## Exercise requirements
From the line that includes "In this picture, where can the serrated" to the last line of the records, inclusive, repeat each line exactly.

## Data for processing
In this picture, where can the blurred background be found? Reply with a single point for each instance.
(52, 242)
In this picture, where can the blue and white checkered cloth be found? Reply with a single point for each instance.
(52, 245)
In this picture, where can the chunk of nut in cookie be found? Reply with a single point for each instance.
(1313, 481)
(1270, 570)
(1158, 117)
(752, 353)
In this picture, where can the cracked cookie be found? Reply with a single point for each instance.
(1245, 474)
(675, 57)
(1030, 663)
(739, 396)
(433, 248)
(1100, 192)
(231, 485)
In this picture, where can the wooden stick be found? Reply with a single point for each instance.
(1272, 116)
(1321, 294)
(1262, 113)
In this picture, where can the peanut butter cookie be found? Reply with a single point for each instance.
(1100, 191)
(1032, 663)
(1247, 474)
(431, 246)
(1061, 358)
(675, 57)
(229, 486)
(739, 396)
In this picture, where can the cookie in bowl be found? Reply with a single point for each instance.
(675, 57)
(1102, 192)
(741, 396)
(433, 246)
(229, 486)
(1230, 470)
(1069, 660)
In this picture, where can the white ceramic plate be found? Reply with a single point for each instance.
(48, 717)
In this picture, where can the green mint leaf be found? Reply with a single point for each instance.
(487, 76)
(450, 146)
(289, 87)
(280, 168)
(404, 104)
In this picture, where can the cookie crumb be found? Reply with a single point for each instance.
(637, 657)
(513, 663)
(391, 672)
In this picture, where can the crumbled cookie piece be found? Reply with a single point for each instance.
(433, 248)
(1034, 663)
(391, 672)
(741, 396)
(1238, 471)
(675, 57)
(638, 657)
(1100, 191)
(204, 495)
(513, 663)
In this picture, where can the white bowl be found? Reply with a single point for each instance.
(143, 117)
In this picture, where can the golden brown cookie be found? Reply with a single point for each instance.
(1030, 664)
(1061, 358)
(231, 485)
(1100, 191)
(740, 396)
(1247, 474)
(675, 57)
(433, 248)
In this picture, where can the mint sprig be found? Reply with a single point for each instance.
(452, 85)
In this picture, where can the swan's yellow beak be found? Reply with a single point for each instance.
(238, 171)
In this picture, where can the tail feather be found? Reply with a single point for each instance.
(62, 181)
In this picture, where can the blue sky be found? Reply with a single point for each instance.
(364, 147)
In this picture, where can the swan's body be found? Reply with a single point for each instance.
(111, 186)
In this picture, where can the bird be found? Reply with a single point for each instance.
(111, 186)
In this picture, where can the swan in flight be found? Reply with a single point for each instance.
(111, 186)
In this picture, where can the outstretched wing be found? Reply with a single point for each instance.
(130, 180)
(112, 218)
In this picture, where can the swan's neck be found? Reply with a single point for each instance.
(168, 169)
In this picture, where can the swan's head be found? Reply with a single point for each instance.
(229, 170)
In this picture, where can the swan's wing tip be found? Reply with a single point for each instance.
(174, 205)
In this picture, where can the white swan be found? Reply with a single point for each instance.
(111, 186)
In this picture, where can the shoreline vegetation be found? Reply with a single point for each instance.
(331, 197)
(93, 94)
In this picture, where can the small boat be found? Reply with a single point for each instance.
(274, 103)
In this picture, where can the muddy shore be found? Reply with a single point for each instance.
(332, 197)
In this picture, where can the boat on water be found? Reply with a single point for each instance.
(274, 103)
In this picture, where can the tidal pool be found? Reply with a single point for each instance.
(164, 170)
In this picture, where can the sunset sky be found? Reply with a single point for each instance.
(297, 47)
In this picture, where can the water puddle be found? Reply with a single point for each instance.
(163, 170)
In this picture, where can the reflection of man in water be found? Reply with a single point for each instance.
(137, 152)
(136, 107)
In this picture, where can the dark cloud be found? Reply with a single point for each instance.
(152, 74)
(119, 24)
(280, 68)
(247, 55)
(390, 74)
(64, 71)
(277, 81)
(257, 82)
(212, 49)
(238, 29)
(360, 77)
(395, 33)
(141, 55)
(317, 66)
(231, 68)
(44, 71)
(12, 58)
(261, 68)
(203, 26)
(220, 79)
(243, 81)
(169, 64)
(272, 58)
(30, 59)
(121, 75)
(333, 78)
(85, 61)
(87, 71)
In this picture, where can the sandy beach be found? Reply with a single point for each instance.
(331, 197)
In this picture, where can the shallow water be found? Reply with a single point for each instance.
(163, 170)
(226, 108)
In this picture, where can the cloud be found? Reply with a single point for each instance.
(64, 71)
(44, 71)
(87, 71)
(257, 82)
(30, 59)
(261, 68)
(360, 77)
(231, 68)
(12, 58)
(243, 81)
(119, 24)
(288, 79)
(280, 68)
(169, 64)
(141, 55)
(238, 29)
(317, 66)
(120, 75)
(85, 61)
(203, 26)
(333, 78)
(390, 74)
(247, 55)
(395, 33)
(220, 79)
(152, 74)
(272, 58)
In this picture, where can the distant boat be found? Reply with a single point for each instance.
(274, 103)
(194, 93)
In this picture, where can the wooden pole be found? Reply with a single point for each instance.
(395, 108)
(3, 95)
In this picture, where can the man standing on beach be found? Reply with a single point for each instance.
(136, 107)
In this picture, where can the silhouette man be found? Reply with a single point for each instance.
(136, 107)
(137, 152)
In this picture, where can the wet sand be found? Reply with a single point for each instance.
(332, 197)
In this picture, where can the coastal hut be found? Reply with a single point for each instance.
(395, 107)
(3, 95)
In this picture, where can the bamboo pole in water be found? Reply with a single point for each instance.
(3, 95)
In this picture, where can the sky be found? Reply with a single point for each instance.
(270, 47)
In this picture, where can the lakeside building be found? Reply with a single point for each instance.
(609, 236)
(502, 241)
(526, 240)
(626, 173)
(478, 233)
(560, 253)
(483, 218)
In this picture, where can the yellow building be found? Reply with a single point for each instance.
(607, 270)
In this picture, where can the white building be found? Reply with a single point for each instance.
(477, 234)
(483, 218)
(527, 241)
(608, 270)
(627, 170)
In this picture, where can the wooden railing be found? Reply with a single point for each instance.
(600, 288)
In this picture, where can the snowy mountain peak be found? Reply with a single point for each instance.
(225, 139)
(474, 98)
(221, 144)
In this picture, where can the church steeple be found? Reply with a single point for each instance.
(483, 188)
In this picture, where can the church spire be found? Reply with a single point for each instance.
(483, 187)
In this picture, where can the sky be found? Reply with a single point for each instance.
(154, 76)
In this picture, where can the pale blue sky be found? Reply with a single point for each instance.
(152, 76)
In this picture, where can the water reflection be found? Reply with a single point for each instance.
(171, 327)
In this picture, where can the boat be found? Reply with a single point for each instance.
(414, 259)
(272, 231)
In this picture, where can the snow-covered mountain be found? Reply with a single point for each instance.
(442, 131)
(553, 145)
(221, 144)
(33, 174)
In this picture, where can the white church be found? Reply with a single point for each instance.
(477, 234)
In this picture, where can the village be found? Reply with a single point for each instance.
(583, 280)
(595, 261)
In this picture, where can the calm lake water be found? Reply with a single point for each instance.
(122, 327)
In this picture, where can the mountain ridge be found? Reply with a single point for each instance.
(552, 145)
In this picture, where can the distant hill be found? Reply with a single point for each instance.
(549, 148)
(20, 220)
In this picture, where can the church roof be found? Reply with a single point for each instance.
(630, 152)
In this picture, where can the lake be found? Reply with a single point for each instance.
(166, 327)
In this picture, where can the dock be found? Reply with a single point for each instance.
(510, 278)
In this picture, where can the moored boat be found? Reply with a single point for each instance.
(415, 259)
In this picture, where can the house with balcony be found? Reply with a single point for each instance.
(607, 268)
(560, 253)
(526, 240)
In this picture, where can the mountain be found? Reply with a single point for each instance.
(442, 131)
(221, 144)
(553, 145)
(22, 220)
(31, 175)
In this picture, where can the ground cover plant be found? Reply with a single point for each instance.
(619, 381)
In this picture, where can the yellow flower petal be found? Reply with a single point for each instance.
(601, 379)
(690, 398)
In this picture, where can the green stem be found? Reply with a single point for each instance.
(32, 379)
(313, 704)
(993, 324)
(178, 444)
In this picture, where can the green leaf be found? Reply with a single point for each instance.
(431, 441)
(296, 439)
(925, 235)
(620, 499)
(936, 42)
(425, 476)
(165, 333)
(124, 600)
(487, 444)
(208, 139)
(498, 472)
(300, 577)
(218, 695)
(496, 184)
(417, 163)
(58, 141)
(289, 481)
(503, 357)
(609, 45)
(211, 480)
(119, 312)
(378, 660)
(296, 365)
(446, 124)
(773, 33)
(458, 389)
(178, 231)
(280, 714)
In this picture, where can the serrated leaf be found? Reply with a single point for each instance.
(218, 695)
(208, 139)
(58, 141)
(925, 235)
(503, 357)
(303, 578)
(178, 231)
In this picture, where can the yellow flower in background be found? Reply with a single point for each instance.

## Worked solution
In this picture, where can the serrated leaf be found? Reply with a single point for each instance.
(218, 695)
(208, 139)
(58, 141)
(925, 235)
(503, 357)
(303, 578)
(178, 231)
In this picture, where can the yellow flower in background be found? Reply with a single point for each instance.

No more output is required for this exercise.